» Problems to work on:
**a.** In the study overview on social desirability bias below, what may respondents do out of concern for their image?
**b.** Sum up the study overview on social desirability bias in two sentences.
**c.** Write the next part of the study overview on social desirability bias, picking up after its last line.

» Reading passage:
——
Are your respondents lying to you? A study on social desirability bias in Prolific.

1. Why conduct this study?

Social scientists are interested in understanding attitudes to contentious issues. However, measuring these attitudes can be challenging because of social desirability bias (SDB): respondents may give socially desirable or neutral answers out of concerns for their image. This issue persists even in longitudinal panels where respondents have established trust with the data collector (Figure 1) [1] and in online contexts where their identity is anonymous [2], [3]. Failure to account for SDB in research designs can lead to inaccurate predictions and biased estimates, as demonstrated in recent studies on support for US presidential candidates and Brexit [4], [5].

Our study aims to measure the degree of SDB in online surveys and examine methods to reduce it. Our research questions are:

  • To what degree do online survey respondents exhibit social desirability bias (SDB) when answering attitudinal questions on controversial or sensitive topics?
——
» Data section:

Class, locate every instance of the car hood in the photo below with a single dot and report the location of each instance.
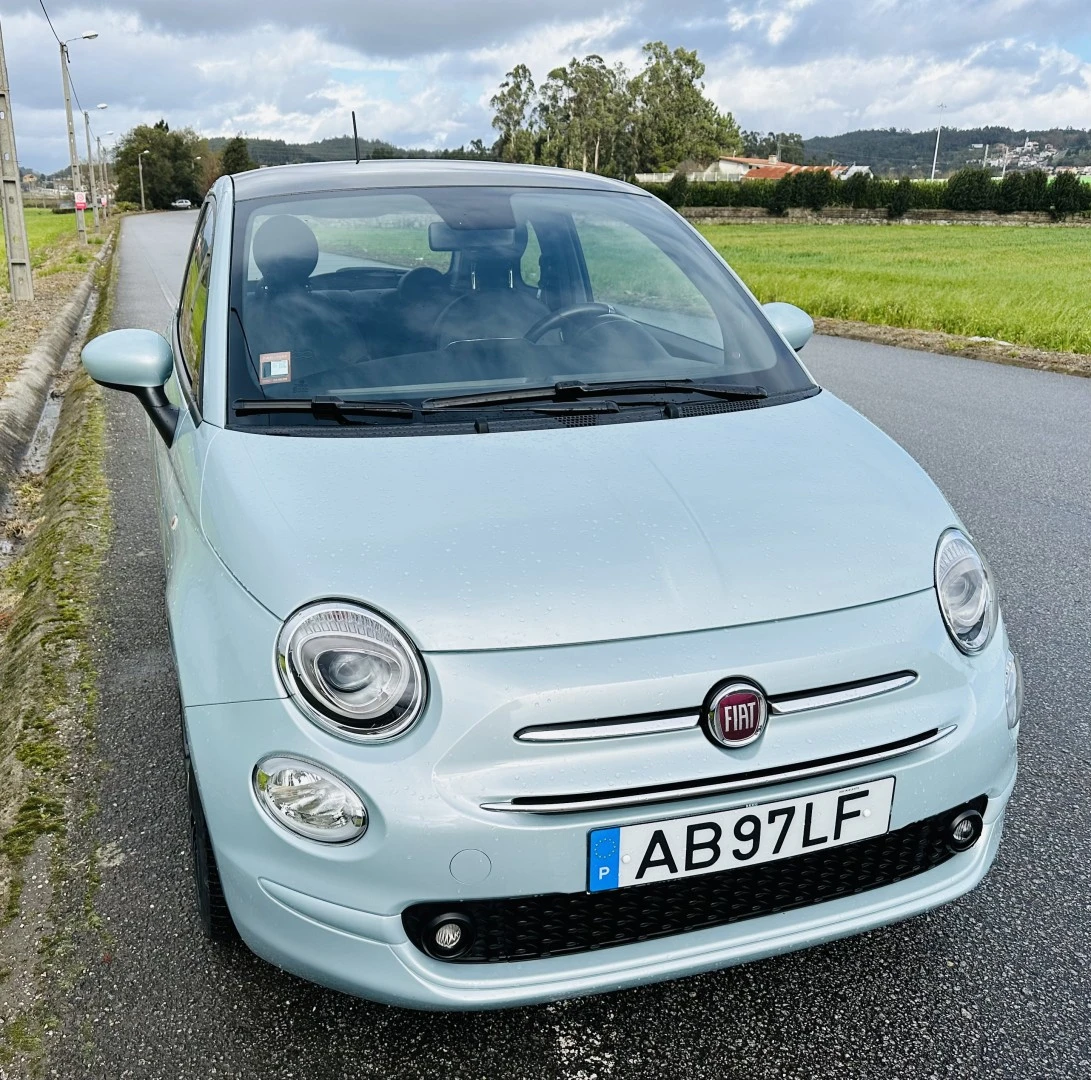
(572, 535)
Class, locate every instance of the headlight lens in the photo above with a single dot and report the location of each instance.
(1012, 688)
(967, 598)
(309, 800)
(351, 671)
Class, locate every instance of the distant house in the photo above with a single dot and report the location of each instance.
(750, 168)
(780, 169)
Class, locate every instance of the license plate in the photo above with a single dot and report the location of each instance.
(684, 847)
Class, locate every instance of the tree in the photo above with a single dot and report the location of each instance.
(512, 115)
(786, 145)
(970, 189)
(674, 119)
(582, 113)
(170, 166)
(235, 156)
——
» Results of the tasks:
**a.** They may give socially desirable or neutral answers.

**b.** Social desirability bias makes it hard to measure attitudes on contentious issues, because respondents may give socially desirable or neutral answers to protect their image, even in trusted panels and anonymous online settings. Ignoring it can lead to inaccurate predictions and biased estimates, so this study aims to measure how much of it shows up in online surveys and to test ways to reduce it.

**c.**
  • To what extent does increasing confidentiality via anonymisation methods reduce SDB?
  • Which anonymisation methods are most effective in reducing SDB?

Anonymisation methods are an established and robust technique for obtaining valid estimates of population-level attitudes and behaviours, but have rarely been used for policy-relevant questions, or questions with non-binary responses [6], [7]. Anonymisation methods aim to mitigate self-image concerns by introducing random noise into responses [8]. By comparing the distribution of responses obtained via anonymisation to those obtained via direct questioning, we can estimate the extent of social desirability bias.

Our study directly benefits the Prolific community by validating methods of reducing SDB and obtaining unbiased measures of opinions on sensitive topics.

2. Methodology

The sample will be randomly divided into three groups: Direct Questioning (the control group), the Randomised Response Method (RRM) treatment, and the Item Count Technique (ICT) treatment. RRM and ICT are the two most common anonymisation methods in the literature [9].

All groups will be asked their opinions on the following issues:

  1. Suitability of women in politics (relative to men)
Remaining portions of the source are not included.